■ STATED GOAL: Count the lines in the entries below that contain the word "sidewalk", matching case exactly. Reply with the number alone.
- - -
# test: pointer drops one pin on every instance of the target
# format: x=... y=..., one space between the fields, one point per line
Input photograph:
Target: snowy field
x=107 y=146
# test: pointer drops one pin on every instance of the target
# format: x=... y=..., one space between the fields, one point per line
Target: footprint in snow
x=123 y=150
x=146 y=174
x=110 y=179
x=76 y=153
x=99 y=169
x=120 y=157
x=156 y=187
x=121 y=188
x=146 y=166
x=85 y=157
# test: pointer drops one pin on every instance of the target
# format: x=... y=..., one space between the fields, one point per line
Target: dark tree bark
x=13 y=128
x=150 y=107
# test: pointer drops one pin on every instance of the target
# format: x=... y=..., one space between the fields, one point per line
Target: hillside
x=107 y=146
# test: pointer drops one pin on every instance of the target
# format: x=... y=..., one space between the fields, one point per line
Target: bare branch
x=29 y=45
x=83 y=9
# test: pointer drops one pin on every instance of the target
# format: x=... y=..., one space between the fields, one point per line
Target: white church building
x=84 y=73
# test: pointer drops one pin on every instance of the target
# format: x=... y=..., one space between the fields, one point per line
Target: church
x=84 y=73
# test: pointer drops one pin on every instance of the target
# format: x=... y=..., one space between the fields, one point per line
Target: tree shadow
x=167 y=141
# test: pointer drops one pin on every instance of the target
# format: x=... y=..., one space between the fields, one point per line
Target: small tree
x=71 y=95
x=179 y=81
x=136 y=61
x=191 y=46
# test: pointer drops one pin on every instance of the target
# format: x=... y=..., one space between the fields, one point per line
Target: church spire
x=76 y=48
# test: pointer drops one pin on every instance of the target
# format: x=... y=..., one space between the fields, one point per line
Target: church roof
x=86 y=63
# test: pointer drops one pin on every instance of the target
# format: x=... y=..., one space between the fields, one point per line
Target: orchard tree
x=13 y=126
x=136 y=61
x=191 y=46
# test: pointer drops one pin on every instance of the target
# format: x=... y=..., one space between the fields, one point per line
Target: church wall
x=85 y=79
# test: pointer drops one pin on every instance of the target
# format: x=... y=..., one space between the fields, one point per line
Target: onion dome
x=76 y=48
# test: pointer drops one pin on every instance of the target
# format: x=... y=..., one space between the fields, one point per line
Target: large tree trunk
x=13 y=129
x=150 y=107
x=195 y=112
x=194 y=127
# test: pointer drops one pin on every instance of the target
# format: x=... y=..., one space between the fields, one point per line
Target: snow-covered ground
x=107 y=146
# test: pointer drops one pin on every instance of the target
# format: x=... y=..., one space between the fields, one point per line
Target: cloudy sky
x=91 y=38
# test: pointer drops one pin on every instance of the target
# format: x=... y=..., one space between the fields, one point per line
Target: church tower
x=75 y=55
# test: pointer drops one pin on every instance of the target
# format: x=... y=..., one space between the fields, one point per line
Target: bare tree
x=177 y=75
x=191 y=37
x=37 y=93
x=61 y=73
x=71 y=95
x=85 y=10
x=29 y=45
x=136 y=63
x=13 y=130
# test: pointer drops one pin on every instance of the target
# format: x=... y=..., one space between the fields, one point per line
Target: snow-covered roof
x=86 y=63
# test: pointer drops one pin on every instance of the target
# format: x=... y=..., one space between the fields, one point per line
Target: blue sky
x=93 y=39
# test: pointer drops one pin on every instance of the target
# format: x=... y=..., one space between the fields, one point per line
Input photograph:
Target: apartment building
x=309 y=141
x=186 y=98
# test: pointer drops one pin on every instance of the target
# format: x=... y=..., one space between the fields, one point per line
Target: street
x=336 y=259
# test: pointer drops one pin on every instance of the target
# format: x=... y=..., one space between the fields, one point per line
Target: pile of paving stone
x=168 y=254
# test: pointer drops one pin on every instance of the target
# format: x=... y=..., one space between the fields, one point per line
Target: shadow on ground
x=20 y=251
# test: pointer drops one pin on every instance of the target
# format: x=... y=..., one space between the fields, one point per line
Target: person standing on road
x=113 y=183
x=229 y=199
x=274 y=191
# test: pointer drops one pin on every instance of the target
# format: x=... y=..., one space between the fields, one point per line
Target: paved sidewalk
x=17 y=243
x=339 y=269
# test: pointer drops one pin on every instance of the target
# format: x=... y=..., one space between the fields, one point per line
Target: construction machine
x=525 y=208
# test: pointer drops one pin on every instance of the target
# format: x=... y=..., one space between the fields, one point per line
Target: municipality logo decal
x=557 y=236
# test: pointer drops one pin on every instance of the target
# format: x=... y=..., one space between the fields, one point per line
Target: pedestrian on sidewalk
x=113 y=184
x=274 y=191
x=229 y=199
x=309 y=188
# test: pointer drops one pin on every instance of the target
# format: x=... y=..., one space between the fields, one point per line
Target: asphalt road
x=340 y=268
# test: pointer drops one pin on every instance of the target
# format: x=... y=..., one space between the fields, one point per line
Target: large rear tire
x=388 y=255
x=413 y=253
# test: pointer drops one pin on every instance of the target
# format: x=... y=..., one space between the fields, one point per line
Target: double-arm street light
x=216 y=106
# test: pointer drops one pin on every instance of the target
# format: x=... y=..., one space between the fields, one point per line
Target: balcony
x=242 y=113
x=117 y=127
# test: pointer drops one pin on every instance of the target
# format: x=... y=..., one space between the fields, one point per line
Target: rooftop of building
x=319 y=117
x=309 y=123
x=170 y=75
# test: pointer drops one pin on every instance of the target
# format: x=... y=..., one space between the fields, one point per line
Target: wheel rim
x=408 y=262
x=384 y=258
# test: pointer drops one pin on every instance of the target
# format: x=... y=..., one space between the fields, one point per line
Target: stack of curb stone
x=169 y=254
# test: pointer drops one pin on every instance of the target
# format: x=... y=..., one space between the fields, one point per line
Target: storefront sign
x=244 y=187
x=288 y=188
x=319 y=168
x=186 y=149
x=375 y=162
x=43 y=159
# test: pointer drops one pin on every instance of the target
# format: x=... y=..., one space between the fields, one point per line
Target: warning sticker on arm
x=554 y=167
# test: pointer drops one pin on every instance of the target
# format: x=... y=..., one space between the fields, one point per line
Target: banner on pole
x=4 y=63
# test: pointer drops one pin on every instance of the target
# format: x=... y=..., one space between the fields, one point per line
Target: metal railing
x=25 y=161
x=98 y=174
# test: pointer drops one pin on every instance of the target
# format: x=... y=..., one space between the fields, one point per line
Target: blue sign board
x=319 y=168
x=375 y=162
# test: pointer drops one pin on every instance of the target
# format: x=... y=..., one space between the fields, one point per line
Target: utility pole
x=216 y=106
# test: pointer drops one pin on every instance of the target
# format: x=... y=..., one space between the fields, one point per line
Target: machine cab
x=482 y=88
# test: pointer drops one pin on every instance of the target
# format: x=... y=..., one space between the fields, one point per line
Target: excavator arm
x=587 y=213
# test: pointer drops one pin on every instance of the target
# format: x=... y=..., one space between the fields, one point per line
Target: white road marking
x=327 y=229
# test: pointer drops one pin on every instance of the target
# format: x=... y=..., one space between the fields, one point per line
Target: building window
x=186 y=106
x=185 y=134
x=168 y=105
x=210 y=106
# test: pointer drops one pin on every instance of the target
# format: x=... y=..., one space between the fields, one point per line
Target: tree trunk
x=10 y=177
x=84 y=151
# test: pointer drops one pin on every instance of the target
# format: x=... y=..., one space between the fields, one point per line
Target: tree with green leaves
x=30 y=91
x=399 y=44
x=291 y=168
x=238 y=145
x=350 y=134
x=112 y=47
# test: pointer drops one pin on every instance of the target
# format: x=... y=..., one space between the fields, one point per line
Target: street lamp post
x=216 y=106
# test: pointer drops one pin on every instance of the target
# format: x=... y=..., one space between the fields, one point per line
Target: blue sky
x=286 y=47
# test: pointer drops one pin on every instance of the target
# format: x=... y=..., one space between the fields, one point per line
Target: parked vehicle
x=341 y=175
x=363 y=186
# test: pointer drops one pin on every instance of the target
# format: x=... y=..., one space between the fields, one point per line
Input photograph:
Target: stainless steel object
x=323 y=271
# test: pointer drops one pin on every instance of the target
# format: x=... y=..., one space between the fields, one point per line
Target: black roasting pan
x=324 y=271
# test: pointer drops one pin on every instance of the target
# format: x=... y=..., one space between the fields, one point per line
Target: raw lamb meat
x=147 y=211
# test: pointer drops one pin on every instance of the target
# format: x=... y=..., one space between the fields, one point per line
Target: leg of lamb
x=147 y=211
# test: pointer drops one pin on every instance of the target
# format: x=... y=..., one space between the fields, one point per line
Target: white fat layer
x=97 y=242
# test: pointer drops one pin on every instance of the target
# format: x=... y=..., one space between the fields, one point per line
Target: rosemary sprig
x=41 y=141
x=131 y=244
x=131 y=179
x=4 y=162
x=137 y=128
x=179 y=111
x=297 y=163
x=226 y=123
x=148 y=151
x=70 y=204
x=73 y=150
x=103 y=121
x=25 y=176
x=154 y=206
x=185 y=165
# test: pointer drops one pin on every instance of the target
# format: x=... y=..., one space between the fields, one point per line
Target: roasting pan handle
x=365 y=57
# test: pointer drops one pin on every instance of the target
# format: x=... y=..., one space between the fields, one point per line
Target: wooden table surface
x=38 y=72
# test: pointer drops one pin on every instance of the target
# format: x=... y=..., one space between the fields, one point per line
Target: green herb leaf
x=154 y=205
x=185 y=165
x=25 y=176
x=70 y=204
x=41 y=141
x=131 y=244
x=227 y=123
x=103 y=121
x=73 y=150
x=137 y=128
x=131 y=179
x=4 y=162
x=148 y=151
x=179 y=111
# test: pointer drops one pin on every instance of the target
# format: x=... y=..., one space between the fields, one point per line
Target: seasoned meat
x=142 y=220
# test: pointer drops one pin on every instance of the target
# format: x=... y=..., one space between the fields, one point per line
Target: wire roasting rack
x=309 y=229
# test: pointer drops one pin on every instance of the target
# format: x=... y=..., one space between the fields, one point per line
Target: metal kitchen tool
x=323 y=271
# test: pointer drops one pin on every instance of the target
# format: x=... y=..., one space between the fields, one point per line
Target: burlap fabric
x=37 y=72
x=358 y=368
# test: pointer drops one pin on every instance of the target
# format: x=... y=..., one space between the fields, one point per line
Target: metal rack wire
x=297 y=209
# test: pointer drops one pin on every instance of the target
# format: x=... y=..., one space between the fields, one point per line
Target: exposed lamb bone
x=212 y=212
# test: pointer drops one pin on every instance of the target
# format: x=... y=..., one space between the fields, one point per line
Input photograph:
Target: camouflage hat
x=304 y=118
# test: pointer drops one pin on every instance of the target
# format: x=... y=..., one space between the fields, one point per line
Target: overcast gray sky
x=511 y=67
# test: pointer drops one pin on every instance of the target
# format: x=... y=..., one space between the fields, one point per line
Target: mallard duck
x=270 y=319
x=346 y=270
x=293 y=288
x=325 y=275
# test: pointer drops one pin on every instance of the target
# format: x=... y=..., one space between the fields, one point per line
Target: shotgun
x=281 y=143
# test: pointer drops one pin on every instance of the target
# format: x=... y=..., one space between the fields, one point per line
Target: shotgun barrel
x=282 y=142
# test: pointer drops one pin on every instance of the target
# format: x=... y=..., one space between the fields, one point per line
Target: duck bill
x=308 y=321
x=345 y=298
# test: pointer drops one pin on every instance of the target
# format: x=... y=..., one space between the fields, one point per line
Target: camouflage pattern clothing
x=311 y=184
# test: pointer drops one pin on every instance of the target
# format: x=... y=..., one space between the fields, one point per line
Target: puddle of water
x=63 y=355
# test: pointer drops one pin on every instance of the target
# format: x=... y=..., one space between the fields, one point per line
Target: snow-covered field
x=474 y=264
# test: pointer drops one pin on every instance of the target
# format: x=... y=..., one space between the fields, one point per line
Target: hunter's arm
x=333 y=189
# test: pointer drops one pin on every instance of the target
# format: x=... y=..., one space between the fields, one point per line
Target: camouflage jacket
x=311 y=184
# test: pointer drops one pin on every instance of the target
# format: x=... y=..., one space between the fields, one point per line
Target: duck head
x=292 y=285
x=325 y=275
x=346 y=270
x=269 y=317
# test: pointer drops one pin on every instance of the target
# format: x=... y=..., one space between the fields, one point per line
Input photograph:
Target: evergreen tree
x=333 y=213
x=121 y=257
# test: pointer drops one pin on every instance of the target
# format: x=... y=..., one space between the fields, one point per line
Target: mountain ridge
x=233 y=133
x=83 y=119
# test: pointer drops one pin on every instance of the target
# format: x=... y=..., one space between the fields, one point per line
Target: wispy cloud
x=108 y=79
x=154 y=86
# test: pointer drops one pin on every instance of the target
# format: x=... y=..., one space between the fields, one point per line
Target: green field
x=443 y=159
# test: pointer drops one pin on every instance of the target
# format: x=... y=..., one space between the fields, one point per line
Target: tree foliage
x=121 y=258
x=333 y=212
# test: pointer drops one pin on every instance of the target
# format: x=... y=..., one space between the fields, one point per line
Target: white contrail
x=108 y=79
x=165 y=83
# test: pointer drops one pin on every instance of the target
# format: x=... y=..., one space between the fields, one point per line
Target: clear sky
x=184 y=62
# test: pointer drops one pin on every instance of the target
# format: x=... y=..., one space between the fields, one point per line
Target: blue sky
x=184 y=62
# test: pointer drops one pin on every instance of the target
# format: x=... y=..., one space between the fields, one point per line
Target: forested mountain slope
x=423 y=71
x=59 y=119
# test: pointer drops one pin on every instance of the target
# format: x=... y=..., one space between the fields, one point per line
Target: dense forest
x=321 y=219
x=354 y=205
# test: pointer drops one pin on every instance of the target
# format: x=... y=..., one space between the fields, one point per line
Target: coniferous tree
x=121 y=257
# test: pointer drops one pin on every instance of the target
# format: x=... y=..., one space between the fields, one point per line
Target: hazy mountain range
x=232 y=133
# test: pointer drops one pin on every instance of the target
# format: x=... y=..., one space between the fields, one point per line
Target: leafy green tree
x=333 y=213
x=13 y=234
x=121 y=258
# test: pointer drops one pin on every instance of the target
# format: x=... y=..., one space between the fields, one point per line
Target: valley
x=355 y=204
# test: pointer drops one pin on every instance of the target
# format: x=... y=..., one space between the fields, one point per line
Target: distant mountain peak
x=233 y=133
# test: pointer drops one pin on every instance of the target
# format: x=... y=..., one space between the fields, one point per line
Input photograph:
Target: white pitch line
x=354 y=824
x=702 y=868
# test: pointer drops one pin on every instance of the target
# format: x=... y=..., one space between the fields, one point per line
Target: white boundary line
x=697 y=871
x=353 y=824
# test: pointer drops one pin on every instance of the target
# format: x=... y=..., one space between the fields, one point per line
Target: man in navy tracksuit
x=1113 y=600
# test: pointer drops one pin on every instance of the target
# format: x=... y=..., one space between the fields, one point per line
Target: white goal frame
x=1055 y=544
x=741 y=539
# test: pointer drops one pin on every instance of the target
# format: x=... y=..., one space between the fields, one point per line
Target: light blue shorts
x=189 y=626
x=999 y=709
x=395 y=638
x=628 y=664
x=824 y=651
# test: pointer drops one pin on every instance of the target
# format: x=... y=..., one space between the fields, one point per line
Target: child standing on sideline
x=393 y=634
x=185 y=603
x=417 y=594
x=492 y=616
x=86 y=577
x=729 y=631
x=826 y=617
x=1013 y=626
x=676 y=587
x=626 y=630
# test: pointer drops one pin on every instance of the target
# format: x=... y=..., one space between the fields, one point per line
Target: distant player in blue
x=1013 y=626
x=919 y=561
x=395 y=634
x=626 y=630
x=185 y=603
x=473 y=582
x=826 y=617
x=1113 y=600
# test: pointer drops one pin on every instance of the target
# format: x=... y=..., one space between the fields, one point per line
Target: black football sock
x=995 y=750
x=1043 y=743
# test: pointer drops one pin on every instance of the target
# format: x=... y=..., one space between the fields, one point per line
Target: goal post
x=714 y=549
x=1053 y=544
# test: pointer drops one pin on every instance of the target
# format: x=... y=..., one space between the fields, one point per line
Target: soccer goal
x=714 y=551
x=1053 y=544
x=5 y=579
- - -
■ RESULT OF THE TASK: 2